▸ EXERCISE BRIEF:
Rewrite the part of the rows that opens with the line containing "Please mark the gravel" and runs through the end of the rows, keeping every line, including the request and its format sample. Shift each coordinate in the answer points by adding 95 to it, and leave the sample points as they are.

(Object point labels)

══════

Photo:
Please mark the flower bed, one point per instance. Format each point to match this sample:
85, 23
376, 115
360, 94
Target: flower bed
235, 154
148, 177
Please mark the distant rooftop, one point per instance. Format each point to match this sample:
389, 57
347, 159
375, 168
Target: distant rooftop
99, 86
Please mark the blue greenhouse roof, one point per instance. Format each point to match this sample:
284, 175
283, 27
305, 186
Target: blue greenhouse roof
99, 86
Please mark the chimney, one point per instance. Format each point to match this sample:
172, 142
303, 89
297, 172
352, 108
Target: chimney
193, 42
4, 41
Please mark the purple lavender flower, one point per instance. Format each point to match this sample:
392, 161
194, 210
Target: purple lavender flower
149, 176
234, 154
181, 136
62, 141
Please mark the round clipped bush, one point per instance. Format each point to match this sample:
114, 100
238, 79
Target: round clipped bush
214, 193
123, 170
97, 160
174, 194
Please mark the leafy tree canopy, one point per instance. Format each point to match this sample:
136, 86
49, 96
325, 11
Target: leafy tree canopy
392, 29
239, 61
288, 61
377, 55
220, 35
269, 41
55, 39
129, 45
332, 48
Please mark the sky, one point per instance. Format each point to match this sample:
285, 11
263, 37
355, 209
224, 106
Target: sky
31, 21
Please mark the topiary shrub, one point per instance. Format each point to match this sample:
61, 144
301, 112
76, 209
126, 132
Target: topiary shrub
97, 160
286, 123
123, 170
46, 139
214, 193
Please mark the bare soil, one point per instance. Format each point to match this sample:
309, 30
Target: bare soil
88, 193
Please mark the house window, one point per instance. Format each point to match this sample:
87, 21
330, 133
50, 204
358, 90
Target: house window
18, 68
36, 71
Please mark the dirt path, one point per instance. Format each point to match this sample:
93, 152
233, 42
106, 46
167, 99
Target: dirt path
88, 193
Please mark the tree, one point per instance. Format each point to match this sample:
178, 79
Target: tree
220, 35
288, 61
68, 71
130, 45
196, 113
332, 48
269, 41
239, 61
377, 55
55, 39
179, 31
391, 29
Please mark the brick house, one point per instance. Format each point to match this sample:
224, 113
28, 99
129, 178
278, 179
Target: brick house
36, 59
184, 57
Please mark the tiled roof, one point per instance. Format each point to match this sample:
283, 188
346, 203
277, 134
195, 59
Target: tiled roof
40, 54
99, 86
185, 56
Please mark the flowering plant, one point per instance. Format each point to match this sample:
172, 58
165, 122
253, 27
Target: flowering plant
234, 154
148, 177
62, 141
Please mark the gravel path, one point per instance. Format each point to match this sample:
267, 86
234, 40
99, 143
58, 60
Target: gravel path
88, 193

══════

▸ RESPONSE BELOW:
Please mark the gravel path, one point per instance. Format each point to match this sample:
267, 86
234, 40
99, 143
58, 60
Target: gravel path
183, 288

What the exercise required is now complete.